*Objectif de l'exercice:* Poursuivez l'article ci-dessous sur la mutualisation des fonds de la formation à la suite de sa dernière phrase.

── Section de texte ──

La vérité sur la mutualisation des fonds

Le rendez-vous de la formation | Décryptage | publié le : 11.02.2014 | LAURENT GÉRARD

La note d’analyse Dares-ministère du Travail de janvier 2014 n° 007 donne enfin la réalité de la mutualisation des fonds de la formation et casse bien des idées reçues.

« Les entreprises de moins de 20 salariés reçoivent chaque année de la part des Opca de l’ordre de 500 millions d’euros de plus que ce qu’elles ont versé, en provenance des entreprises de taille supérieure », affirme le ministère. Ceci représente un abondement de 80 % pour celles de moins de 10 salariés et de 40 % pour celles de 10 à 19 salariés. En corollaire, cet abondement entraîne une perte de 10 % à 25 % pour les entreprises de 20 salariés et plus. Ainsi, en 2011, les entreprises de 2000 salariés ont versé 268 millions d’euros (soit 0,2 % de leur masse salariale) de plus que ce qu’elles ont perçu.

Analyse détaillée

Cette redistribution des grandes entreprises vers les petites s’opère à travers la professionnalisation (contrat, période), le DIF et le CIF. Pour les entreprises de moins de 20 salariés, ces subventions représentent deux à trois fois la somme qu’elles versent aux Opca au titre de la professionnalisation et plus de cinq fois pour le CIF.

───
── Entrées fournies ──

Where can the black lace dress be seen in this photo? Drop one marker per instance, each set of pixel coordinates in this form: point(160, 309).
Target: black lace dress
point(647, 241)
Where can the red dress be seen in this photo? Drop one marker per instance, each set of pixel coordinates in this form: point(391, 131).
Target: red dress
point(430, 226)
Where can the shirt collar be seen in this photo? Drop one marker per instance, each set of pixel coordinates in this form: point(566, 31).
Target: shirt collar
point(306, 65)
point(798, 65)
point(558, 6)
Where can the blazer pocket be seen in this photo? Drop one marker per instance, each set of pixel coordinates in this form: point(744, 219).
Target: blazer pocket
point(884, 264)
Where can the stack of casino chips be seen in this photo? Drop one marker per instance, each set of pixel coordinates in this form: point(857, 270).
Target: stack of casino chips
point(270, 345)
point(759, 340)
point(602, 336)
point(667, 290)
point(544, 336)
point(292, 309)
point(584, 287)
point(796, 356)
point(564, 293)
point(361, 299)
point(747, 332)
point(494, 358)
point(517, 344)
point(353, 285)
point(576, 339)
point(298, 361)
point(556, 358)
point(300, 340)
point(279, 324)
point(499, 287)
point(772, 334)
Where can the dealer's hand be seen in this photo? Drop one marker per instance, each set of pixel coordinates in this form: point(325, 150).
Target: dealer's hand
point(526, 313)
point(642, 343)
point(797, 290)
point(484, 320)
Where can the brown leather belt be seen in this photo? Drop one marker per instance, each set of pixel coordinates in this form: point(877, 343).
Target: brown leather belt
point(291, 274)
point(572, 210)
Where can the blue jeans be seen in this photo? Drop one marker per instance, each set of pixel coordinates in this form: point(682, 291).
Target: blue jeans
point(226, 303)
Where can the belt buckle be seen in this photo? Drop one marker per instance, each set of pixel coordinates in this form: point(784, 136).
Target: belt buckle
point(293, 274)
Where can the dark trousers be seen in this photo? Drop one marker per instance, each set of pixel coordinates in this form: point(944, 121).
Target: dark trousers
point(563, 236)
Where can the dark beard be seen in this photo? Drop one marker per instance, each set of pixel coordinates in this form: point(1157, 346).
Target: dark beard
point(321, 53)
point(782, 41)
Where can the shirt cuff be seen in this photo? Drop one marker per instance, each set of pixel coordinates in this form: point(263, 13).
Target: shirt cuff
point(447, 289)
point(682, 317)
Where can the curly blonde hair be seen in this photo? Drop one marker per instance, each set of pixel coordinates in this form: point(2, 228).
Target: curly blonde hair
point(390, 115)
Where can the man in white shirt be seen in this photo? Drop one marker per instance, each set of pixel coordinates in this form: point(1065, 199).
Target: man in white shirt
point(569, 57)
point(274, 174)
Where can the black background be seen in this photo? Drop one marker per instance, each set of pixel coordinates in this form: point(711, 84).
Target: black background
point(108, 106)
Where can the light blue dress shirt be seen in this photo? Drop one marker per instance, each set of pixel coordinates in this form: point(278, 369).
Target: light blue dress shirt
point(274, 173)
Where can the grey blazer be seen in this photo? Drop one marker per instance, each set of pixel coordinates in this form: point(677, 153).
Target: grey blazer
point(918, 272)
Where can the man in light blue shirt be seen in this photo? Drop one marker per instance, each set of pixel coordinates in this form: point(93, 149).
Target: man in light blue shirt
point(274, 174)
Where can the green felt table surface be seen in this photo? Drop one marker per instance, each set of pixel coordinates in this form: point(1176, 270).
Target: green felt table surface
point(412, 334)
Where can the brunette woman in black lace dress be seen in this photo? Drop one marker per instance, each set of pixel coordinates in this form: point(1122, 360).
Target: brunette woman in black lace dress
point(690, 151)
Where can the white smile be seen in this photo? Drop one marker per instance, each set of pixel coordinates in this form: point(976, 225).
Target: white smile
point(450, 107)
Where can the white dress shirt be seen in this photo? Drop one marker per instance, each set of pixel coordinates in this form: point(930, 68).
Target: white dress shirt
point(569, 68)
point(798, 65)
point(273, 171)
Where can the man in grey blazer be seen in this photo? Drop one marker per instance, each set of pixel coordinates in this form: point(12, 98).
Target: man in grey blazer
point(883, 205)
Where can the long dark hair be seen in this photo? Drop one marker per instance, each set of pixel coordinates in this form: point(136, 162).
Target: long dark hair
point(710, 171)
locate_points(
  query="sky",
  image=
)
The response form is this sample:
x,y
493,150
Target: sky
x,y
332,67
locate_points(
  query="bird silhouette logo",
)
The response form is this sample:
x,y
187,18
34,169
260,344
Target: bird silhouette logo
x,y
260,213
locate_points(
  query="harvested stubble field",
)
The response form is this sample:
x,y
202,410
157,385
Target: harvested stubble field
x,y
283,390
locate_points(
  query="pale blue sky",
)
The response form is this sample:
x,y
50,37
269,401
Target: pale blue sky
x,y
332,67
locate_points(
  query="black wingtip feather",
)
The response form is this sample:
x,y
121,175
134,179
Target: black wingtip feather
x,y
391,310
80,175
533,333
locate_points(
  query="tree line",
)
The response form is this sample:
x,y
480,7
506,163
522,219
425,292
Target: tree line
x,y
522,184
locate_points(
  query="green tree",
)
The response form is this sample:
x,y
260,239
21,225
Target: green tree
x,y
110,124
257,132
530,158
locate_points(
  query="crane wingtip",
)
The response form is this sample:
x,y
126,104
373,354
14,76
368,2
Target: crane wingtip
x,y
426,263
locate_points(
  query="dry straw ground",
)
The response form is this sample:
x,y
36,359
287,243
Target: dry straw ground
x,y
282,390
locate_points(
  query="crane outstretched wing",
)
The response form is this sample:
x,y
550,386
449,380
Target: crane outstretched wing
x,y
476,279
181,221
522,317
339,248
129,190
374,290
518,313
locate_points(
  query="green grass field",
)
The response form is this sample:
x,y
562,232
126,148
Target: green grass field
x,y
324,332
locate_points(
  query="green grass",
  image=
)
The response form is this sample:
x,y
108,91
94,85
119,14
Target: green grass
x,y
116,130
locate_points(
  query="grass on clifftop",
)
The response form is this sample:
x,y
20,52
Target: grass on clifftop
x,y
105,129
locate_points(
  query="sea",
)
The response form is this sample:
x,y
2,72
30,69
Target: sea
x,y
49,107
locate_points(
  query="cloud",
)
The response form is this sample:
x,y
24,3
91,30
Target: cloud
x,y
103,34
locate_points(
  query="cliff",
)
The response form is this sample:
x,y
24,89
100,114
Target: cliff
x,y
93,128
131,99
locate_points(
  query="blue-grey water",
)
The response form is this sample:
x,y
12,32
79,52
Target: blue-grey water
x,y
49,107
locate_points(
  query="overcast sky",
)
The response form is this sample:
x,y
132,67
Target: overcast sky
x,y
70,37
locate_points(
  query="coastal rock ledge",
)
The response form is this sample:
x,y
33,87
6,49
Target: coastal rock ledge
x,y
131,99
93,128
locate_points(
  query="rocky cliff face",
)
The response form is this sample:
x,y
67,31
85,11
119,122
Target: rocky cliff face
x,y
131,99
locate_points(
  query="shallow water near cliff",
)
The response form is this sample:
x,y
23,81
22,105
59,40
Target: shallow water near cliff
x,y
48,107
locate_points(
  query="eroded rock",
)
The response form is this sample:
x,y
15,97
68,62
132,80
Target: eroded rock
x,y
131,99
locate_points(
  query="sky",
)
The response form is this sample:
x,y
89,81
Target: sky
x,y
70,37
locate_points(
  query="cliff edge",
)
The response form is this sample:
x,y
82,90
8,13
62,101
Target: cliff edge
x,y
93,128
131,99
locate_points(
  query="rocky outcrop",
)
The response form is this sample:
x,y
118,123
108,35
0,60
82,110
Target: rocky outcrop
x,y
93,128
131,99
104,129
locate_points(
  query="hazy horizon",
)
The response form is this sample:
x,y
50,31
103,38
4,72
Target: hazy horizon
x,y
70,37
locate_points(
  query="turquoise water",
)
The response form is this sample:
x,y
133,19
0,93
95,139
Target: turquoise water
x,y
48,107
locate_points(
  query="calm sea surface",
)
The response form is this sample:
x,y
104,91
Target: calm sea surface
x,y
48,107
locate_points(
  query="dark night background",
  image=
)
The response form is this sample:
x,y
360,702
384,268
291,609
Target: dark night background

───

*Réponse à la consigne:*
Sur le plan de formation, c’est plus subtil : la redistribution interclasse (des grandes vers les petites) est faible (2,7 %), mais la redistribution intraclasse (entre entreprises de même famille de taille) n’est pas négligeable (15 %), et elle est « certainement un peu sous-évaluée, car ne tenant pas compte des versements au-delà du seuil et non utilisés », note la Dares. Qui ajoute que, certes, « les 10-49 sont en légère situation de financeur (10 %) pour les plus de 50. Toutefois, comme 70 % des dépenses plan ne transitent pas par les Opca, ces transferts sont faibles. De plus, les petites entreprises sont moins nombreuses en proportion à être subventionnées par les Opca, mais lorsqu’elles le sont, le niveau relatif des aides est bien plus important ». Au final, dans cette mutualisation in­traclasse, 40 % des entreprises de plus de 10 salariés sont perdantes, 31 % consomment ce qu’elles versent et 29 % sont gagnantes.

Deux points importants sont à noter. Premièrement : le taux d’entreprises gagnantes croît avec la taille (24 % des 10-19, 40 % des 50-199, 45 % des 200-499), puis s’écroule à 3 % pour les 500-1999. Ce qui confirme que la mutualisation sur le plan profite aux entreprises de 50-500 salariés : celles qui font justement l’objet de la revendication de la CGPME (lire page suivante) contre la position du Medef.

Deuxièmement : les entreprises qui ne dépensent que l’obligation légale ne représentent que 30 % de l’emploi salarié. Ce qui signifie que les autres 70 % sont employés dans des entreprises dépassant leur obligation et potentiellement intéressées par la mutualisation.

Ces éléments et constats désavouent les “instituts” affirmant que la mutualisation est une vue de l’esprit et que tout cela ne sert qu’à financer le paritarisme (même s’il y a des points à améliorer). Ils jettent aussi un trouble sur les analyses parlementaires qui ont débouché sur plusieurs réformes.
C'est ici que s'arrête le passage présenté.